Record excerpts ▸
+-------+

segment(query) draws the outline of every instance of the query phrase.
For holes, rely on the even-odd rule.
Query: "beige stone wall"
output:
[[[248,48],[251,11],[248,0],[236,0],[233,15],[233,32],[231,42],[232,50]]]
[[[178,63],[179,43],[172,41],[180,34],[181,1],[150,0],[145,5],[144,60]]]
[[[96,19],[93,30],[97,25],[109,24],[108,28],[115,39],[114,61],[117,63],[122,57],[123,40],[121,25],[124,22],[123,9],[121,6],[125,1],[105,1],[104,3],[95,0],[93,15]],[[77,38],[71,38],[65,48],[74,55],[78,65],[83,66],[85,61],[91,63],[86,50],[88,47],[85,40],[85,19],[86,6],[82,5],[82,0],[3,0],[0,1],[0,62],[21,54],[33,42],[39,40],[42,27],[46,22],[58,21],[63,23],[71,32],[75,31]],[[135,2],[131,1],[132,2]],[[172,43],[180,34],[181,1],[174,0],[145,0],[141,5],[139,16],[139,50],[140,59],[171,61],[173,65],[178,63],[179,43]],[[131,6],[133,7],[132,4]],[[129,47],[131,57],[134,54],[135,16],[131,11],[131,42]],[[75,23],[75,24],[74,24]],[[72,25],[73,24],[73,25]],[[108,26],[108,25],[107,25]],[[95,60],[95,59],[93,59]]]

+-------+

Problem details ▸
Copy out the material above verbatim, reproducing every line from start to finish.

Final result ▸
segment(query) draws the outline of every instance of the query phrase.
For holes, rely on the even-odd rule.
Query: "beige stone wall"
output:
[[[248,48],[251,11],[248,0],[236,0],[233,15],[233,32],[231,42],[232,50]]]
[[[178,63],[179,43],[172,41],[180,34],[181,1],[150,0],[145,5],[144,60]]]
[[[96,19],[93,30],[97,25],[109,24],[108,28],[115,39],[114,61],[117,63],[122,57],[123,40],[121,25],[124,22],[123,9],[121,6],[125,1],[105,1],[104,3],[95,0],[93,15]],[[77,38],[71,38],[65,48],[74,55],[78,65],[83,66],[85,61],[91,63],[86,50],[88,47],[85,40],[85,19],[86,6],[82,5],[82,0],[3,0],[0,1],[0,62],[21,54],[33,42],[39,40],[42,27],[46,22],[58,21],[63,23],[71,32],[75,31]],[[135,2],[131,1],[132,2]],[[172,43],[180,34],[181,1],[174,0],[145,0],[141,5],[139,16],[139,50],[140,59],[171,61],[173,65],[178,63],[179,43]],[[131,6],[133,7],[132,4]],[[129,47],[131,57],[134,54],[135,16],[131,11],[131,42]],[[75,23],[75,24],[74,24]],[[72,25],[73,24],[73,25]],[[108,26],[108,25],[107,25]],[[95,60],[95,59],[93,59]]]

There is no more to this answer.